▶ Text
— Start —

July 04, 1994|PHYLLIS W. JORDAN | SPECIAL TO THE TIMES

ANAHEIM — Right there, next to the rare Ty Cobb felt baseball card and the Babe Ruth photograph, lay the latest O.J. Simpson trading card.

Although the display was at a sports memorabilia show here Sunday, this card did not show Simpson wearing his Buffalo Bills uniform. Instead, it was the mug shot police took when they arrested Simpson last month on suspicion of killing his ex-wife Nicole and her friend Ronald Lyle Goldman.

Next to that lay other cards showing a dejected Simpson in court, him and Nicole in happier times, her driver's license and Goldman's modeling poses. All with a logo reading "In Pursuit of Justice."

The set of 10 cards was unveiled Sunday at displays throughout the Anaheim Convention Center show that drew hundreds of collectors. The price varied.

"I think it's really sleazy, but if I don't sell it someone else will," said Lowell Katz, a Long Beach sports card dealer. "I might as well make money while I can."

Some customers certainly agreed, at least with the first part of his statement.

"Shame, shame," said a woman, shaking her head as she passed an array of the cards.

— End —

▶ Provided material
— Start —

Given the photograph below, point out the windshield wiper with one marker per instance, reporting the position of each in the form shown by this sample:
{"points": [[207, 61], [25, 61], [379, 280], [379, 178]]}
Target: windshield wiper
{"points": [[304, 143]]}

— End —

▶ What the task requires
Please state, from the article on the Simpson trading cards, what logo the cards carried. The material can be set aside; it plays no part here.

▶ Problem solution
The cards carried a logo reading "In Pursuit of Justice."